Así quedó claro en las jornadas Traducción y Literatura Infantil organizadas por
La Joie par les livres (centro nacional de literatura infantil), el Instituto
Internacional Charles Perrault y la Asociación de traductores literarios de
Francia.
En 2006, solo el 16.5% de los libros infantiles publicados en Francia fueron
traducciones. Pero más alarmante aún es que entre el 56% y el 75% de esas
traducciones procedía del inglés.
Si Asia (con Corea, Japón, China o Taiwán a la cabeza), América Latina (México y
Brasil, sobre todo) y España abren sus catálogos a la literatura infantil
francesa, la reciprocidad está lejos de ser la regla. Francia presta cada vez
menos atención a los libros para chicos originalmente editados fuera de Gran
Bretaña, Estados Unidos y, en menor medida, algunos países de Europa Occidental
y de Japón, de donde se importan sobre todo mangas y álbumes.
Según Jacques Vidal-Nacquet, subdirector de La Joie par les Livres, solo 14
títulos se tradujeron del español en 2003. Es el doble de lo traducido en 2000 y
2001, pero se confirma la tendencia a la baja respecto a 1998 y 1999, con 20 y
17 títulos respectivamente.

▸ TAREAS Y EJERCICIOS:
1 > Devuelve sin ningún cambio todo lo que va desde "Según Jacques Vidal-Nacquet, subdirector" hasta "17 títulos respectivamente." en el texto sobre las traducciones de libros infantiles en Francia.
2 > Retoma el texto sobre las traducciones de libros infantiles en Francia y continúalo a partir de su última oración.

▸ INFORMACIÓN MOSTRADA:
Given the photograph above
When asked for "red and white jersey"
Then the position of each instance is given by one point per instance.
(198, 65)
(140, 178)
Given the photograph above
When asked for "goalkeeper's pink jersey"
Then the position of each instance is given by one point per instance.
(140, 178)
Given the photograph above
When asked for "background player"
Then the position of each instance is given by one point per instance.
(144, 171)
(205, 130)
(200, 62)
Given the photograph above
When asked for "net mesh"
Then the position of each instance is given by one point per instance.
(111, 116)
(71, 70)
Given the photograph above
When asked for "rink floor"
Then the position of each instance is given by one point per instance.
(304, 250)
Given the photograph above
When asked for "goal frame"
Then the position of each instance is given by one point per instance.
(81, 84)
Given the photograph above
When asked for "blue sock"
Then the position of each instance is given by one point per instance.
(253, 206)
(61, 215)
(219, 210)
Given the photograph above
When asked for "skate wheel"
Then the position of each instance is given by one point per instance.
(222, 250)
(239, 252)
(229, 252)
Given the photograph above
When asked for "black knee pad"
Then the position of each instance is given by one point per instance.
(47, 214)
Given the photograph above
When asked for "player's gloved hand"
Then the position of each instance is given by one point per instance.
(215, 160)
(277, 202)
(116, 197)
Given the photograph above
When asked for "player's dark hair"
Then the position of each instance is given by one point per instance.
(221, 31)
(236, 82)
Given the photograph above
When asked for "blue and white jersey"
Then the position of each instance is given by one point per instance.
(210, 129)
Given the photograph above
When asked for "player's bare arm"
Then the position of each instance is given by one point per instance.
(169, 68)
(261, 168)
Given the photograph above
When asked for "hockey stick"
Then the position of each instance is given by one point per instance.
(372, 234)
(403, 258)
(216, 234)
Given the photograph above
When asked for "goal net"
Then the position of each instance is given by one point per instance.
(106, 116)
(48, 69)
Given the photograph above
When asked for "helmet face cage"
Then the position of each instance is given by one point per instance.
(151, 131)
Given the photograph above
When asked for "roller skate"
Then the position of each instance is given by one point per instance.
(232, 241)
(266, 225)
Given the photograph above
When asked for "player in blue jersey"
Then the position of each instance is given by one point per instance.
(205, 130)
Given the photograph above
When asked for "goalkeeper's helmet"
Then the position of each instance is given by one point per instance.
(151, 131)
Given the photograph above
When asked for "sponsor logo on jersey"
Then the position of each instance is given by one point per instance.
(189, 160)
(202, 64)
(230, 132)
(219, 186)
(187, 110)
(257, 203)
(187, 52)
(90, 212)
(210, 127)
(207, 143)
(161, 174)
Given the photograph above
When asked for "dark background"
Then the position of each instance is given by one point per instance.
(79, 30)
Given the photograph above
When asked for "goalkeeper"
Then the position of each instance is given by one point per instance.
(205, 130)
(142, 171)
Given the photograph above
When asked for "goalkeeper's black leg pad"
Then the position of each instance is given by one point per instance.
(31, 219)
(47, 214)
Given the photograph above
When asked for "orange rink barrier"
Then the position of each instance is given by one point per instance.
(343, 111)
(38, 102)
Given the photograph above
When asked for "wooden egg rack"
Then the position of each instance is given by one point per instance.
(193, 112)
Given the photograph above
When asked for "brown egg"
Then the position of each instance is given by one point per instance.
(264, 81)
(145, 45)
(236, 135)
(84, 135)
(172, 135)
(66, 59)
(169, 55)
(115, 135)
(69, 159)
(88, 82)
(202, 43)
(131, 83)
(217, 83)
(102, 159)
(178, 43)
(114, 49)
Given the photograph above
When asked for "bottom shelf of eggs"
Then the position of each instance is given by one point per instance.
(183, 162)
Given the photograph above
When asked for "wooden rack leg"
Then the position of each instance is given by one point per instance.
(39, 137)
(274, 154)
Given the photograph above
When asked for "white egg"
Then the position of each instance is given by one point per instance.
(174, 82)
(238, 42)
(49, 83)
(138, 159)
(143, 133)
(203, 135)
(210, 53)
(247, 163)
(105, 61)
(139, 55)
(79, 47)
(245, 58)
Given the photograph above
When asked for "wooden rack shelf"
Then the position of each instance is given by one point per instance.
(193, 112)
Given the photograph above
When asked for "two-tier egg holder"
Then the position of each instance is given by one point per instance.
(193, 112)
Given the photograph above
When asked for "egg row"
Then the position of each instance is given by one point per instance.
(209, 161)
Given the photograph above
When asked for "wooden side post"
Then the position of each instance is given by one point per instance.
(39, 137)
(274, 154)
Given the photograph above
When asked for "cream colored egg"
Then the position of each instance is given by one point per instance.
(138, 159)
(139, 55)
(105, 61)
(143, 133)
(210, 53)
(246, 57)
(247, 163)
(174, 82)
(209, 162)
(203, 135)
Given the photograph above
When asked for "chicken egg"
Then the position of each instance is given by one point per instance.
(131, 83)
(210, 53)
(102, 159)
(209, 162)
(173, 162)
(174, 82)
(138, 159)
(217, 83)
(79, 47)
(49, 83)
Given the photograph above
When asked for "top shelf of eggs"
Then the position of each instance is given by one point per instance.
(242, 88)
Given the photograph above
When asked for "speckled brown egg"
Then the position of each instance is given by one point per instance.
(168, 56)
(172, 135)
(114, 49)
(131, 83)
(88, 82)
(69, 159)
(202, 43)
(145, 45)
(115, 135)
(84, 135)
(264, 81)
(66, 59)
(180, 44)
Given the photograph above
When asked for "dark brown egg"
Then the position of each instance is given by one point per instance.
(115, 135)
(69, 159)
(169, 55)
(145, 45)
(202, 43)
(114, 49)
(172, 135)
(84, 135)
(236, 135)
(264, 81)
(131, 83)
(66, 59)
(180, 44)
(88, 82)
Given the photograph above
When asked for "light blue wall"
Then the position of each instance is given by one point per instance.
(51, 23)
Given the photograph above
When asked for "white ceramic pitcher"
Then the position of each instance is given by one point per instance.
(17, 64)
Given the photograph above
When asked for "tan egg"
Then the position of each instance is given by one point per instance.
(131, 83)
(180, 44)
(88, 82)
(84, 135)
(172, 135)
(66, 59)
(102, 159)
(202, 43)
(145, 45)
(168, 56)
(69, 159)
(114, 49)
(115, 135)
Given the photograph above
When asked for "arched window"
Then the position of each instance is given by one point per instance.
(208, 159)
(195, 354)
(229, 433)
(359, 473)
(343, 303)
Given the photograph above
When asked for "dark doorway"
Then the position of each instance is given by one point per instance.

▸ LISTA DE RESPUESTAS:
1 >
Según Jacques Vidal-Nacquet, subdirector de La Joie par les Livres, solo 14
títulos se tradujeron del español en 2003. Es el doble de lo traducido en 2000 y
2001, pero se confirma la tendencia a la baja respecto a 1998 y 1999, con 20 y
17 títulos respectivamente.

2 >
Las dos editoriales invitadas a la cita de la Biblioteca François Mitterrand
representaban bastante bien las principales tendencias de la edición infantil
francesa: Syros, pequeña editorial que ha mantenido su línea de interés por la
diversidad cultural y la educación ciudadana pese a haber sido “devorada” por un
gran conglomerado, y Hachette, uno de esos cíclopes de la edición (a nivel de
Francia y del mundo), que descuida cada vez más su otrora excelente y variado
catálogo para concentrarse en best sellers y blockbusters... bárbaro término que
viene del mundo de las mega producciones hollywoodenses, pero se ha ganado un
lugar en la edición infantil desde que muchos de los títulos líderes en ventas
deben su primacía a versiones cinematográficas y otros efectos especiales de
marketing.
Cécile Térouanne, directora de colecciones en Hachette, expuso –con satisfacción
evidente- cómo se las ingenia para cazar los más prometedores productos
editoriales anglosajones: tiene un scout (sabueso) en Londres, que la llama cada
vez que “olfatea” una buena presa. A menudo se trata de novelas en proceso de
edición y la localización del propietario de los derechos puede resultar más
compleja que la trama en cuestión.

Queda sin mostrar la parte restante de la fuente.